Data extracts:
[Start of section]
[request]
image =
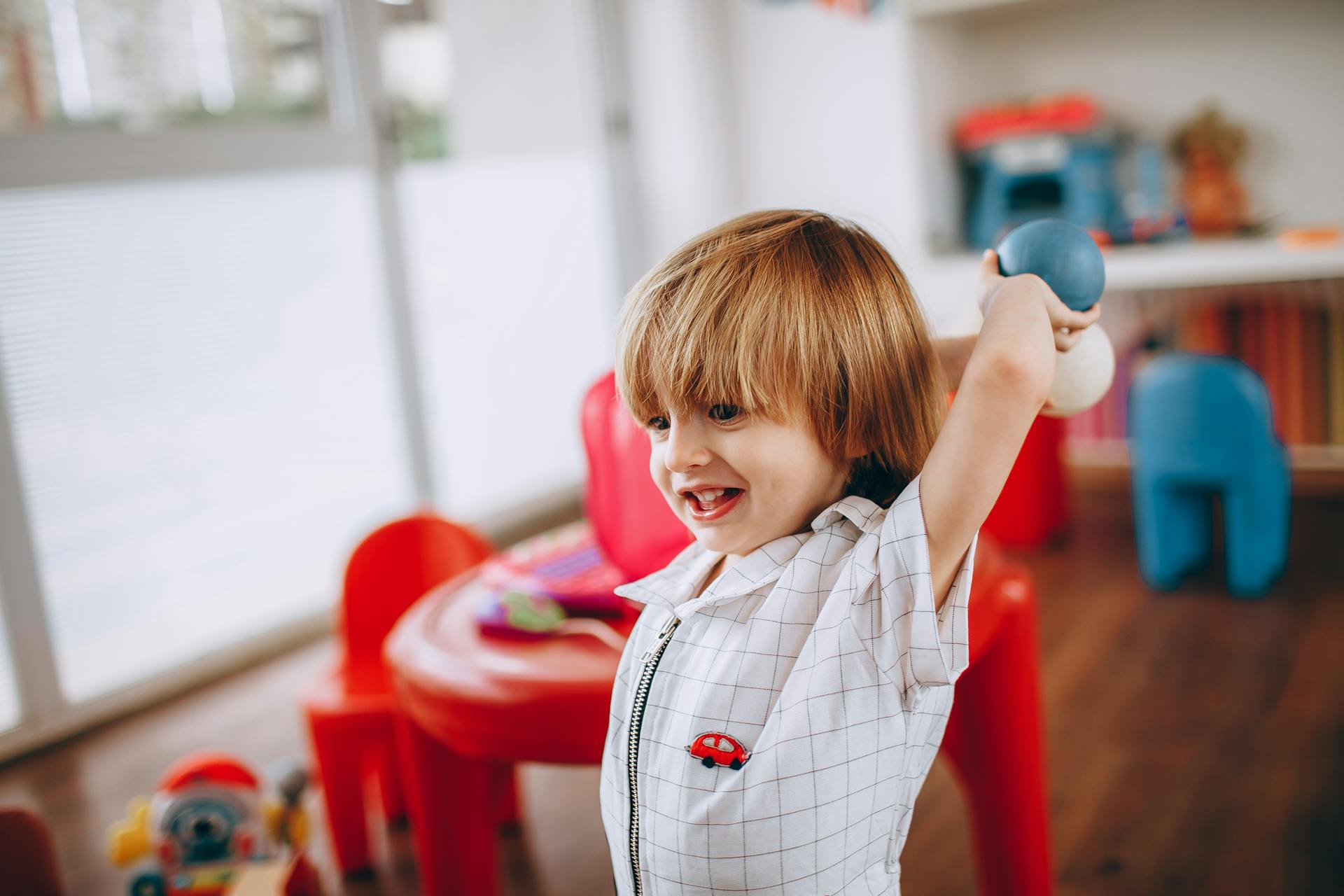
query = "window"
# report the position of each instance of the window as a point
(159, 65)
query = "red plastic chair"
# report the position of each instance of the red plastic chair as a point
(993, 738)
(470, 707)
(27, 855)
(1032, 505)
(350, 710)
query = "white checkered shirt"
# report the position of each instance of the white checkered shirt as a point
(823, 656)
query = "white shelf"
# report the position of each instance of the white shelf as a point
(1114, 453)
(953, 8)
(1224, 262)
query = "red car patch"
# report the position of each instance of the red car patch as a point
(717, 748)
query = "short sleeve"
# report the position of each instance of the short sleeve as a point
(892, 605)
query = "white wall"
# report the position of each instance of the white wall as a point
(683, 134)
(524, 77)
(749, 105)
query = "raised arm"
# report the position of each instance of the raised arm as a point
(1004, 383)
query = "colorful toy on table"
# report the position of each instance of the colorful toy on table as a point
(564, 564)
(1069, 261)
(207, 830)
(521, 615)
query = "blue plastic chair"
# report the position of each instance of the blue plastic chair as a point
(1202, 426)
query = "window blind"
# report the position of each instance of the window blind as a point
(204, 407)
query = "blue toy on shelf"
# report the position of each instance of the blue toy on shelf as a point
(1065, 176)
(1199, 426)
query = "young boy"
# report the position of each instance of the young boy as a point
(785, 691)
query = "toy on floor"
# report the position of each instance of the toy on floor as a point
(519, 615)
(564, 564)
(1069, 261)
(209, 830)
(1202, 426)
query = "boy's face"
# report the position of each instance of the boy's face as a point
(777, 475)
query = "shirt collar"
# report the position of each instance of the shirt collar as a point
(672, 586)
(864, 514)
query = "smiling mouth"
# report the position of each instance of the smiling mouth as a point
(714, 508)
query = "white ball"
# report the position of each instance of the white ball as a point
(1082, 374)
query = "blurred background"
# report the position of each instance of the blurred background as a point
(274, 272)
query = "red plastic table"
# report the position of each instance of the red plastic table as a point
(472, 706)
(468, 707)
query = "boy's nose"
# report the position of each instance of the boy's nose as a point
(685, 449)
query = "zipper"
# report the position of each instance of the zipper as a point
(650, 659)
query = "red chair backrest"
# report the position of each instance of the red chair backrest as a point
(27, 855)
(394, 567)
(632, 523)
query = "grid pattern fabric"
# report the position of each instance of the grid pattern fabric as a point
(823, 654)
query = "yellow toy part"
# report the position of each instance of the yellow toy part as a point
(286, 825)
(128, 840)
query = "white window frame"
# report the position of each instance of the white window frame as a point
(358, 134)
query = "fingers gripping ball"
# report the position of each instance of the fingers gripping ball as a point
(1060, 254)
(1082, 374)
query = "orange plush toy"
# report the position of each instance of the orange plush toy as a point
(1209, 148)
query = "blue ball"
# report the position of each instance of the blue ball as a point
(1060, 254)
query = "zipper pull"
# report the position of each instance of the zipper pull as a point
(664, 636)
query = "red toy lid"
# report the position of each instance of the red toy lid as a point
(1066, 113)
(207, 769)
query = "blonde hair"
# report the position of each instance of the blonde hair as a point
(800, 317)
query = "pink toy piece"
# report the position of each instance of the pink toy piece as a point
(564, 564)
(519, 615)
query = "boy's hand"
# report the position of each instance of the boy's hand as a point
(1066, 323)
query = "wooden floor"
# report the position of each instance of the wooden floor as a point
(1195, 742)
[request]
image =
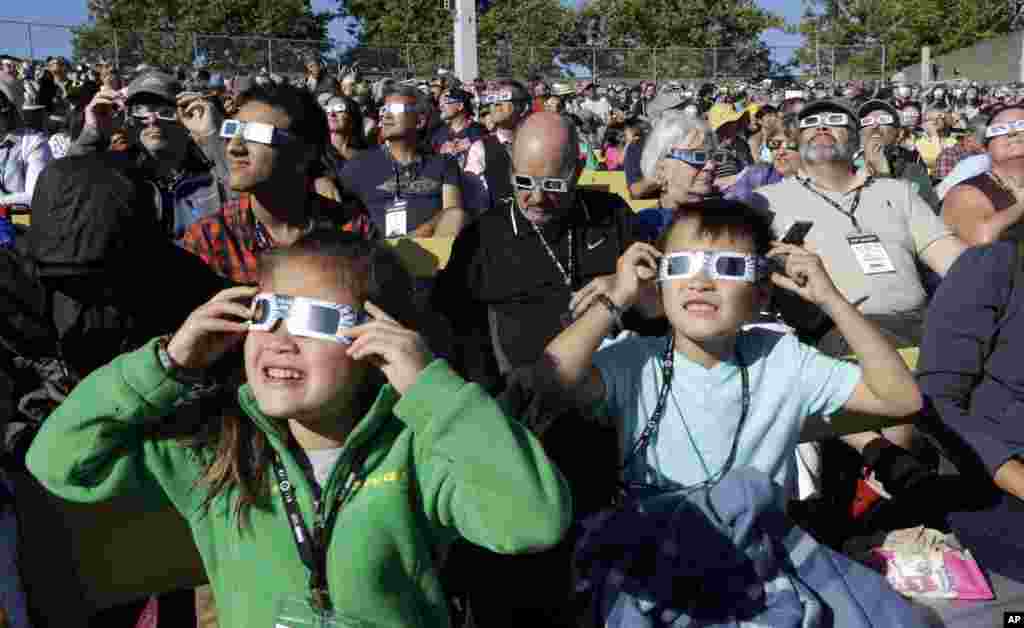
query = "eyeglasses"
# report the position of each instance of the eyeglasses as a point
(720, 264)
(307, 318)
(499, 96)
(697, 159)
(162, 112)
(775, 144)
(336, 108)
(545, 183)
(255, 131)
(397, 108)
(824, 120)
(998, 130)
(880, 120)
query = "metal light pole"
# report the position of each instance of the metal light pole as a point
(465, 40)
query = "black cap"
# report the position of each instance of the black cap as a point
(827, 105)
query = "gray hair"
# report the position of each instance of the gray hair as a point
(978, 126)
(671, 128)
(570, 152)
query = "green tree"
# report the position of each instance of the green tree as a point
(417, 35)
(161, 32)
(858, 29)
(701, 38)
[End of section]
The task: Your copy should match the material above exactly, minus its pictures.

Solved exercise:
[request]
image =
query = "window"
# report the position of each instance of the window as a point
(159, 65)
query = "red plastic chair"
# report the position of each instance of the red plastic chair as a point
(993, 738)
(470, 707)
(27, 855)
(1032, 505)
(350, 710)
query = "white checkered shirt"
# report the position of each instance of the white checkered shirt as a point
(823, 656)
query = "white shelf"
# report the position of each instance of the white shelf as a point
(1114, 453)
(953, 8)
(1224, 262)
query = "red car patch"
# report the position of each instance of the red car patch as a point
(717, 748)
query = "short sleeve"
# report the position of each instance of the short sleeve as a point
(892, 605)
query = "white wall"
# report the position of each instance of the white wall as a point
(683, 134)
(524, 77)
(749, 105)
query = "raised arm"
# report the position of each instance of the raised arm as a point
(1004, 383)
query = "colorful toy on table"
# report the position of each instance of the colorful toy on table as a point
(564, 564)
(1069, 261)
(207, 830)
(521, 615)
query = "blue plastic chair"
# report the position of each instance of the blue plastic chair as a point
(1202, 426)
query = "window blind"
# report the position of each instance of the window blind as a point
(204, 407)
query = "blue toy on shelf"
# report the position of each instance of the blue toy on shelf as a point
(1065, 176)
(1199, 426)
query = "young boy"
# report the position of each instance of the young boy as a point
(785, 691)
query = "toy on floor"
# report the position of each instance of the toy on floor as a point
(519, 615)
(564, 564)
(1069, 261)
(209, 830)
(1202, 426)
query = "boy's face"
# report the position of each instance of the boy's face as a point
(777, 475)
query = "shirt collar"
# report the position of each instance of the shirt collar as a point
(672, 586)
(864, 514)
query = "smiling mouth"
# report the position of each instance of the smiling mouth as a point
(714, 508)
query = "white ball"
# report the position of each instance of the white ball as a point
(1082, 374)
query = "blurred background"
# report the position of each instance of the blurred background as a point
(274, 272)
query = "red plastic table"
# report the position of each instance of the red plastic table as a point
(472, 706)
(468, 707)
query = "boy's nose"
# report the position of each instance of the boy's nose as a point
(685, 449)
query = "zipper"
# report the position of each instance of the zipper as a point
(650, 659)
query = "red chair backrest"
# report the position of each instance of the red chair backrest as a point
(27, 855)
(394, 567)
(632, 523)
query = "grid pattern fabric"
# report the position of each instance of the grid pattern fabric as a point
(823, 654)
query = "yellow toy part"
# report the position of each instance of the yellow toy part as a point
(286, 825)
(128, 840)
query = "white window frame"
# report the position of each instance of the white window frame as a point
(358, 134)
query = "fingers gripping ball"
# report the position of each instance of the fingers gripping ball as a point
(1060, 254)
(1082, 374)
query = "orange plush toy"
# report the position of each instance of the orange plush toy as a point
(1209, 148)
query = "blue ball"
# report the position of each instance of the blue ball as a point
(1060, 254)
query = "zipper pull"
# report the position of each instance of the zipper pull as a point
(664, 636)
query = "red toy lid"
# report the position of each instance of the red toy lid as a point
(1066, 113)
(207, 769)
query = "blonde hair"
# report the position of each instance of the blonde hair as a point
(800, 317)
query = "pink toy piece"
# report the position of each instance of the pink toy piece as a point
(564, 564)
(519, 615)
query = "boy's hand"
# report the position of each instance of the boy's hand as a point
(1066, 323)
query = "wooden floor"
# report the position of each instance of the wooden floor as a point
(1195, 742)
[request]
image =
query = "eyeglasses"
# report the position of each instance of the eyeglasses as a point
(720, 264)
(307, 318)
(499, 96)
(697, 159)
(162, 112)
(775, 144)
(336, 108)
(545, 183)
(255, 131)
(397, 108)
(824, 120)
(998, 130)
(880, 120)
query = "metal light pole"
# report the position of each instance of the metal light pole as a point
(465, 40)
query = "black cap"
# report the position of each instance of the black cap as a point
(827, 105)
query = "gray hair"
# report the position of each instance of the gray hair as a point
(978, 126)
(671, 128)
(570, 152)
query = "green tree"
# report the position of each instance of the green tree as a point
(417, 35)
(161, 32)
(858, 29)
(701, 38)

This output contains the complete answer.